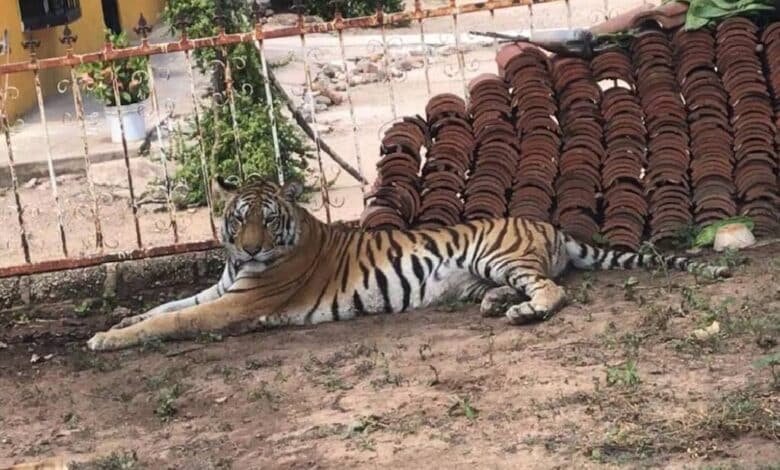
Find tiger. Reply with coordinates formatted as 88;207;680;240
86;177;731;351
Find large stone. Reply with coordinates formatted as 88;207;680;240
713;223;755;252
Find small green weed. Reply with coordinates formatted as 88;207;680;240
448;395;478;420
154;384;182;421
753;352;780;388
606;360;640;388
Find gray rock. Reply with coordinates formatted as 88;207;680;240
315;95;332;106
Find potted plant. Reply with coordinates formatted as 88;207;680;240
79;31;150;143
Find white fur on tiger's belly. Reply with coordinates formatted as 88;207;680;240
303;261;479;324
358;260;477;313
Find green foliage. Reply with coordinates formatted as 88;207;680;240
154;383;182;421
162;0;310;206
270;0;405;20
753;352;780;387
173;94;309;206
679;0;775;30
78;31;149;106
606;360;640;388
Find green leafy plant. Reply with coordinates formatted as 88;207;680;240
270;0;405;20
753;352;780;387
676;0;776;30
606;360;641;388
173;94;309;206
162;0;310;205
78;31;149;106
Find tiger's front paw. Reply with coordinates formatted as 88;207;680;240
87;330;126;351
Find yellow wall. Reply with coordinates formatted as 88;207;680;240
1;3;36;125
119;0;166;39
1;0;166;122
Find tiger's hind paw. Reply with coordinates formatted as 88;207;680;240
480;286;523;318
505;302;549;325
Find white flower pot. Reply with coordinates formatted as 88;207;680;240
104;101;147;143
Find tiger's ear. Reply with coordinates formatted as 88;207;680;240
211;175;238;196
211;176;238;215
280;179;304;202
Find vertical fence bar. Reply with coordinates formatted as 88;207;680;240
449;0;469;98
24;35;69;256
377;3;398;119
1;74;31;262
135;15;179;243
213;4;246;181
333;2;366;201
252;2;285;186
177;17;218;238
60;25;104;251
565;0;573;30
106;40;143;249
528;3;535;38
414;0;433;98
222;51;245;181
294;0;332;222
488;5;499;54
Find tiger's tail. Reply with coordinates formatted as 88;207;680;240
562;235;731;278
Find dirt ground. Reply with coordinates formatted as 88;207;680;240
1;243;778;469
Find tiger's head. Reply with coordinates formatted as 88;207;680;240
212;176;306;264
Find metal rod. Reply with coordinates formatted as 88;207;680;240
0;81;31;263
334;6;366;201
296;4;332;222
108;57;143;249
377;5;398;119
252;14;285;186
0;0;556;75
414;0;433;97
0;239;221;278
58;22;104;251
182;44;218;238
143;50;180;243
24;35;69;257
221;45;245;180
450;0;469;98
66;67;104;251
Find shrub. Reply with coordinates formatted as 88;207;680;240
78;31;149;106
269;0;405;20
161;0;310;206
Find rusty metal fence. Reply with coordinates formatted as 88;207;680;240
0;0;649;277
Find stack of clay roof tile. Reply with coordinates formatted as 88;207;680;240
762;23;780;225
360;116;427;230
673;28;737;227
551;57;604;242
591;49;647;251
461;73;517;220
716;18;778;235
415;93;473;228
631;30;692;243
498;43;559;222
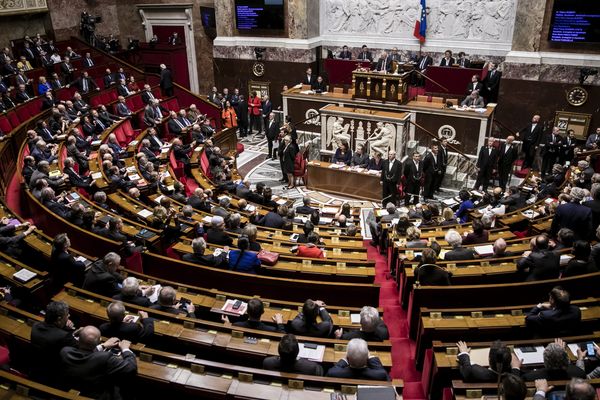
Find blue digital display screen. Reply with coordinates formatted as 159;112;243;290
-=-=-=-=-
Your goal: Ignoring the pictures, write out word for word the lines from the line containing "Find stack of" through the end of the material above.

Task answer:
Find stack of clay roof tile. Reply with coordinates formatted as 88;207;680;240
762;23;780;225
360;116;427;230
673;28;737;227
551;57;604;242
591;49;647;251
461;73;517;220
716;18;778;235
415;93;473;228
631;30;692;243
498;43;559;222
Find blue digital display screen. Reply with coordinates formatted as 159;112;243;290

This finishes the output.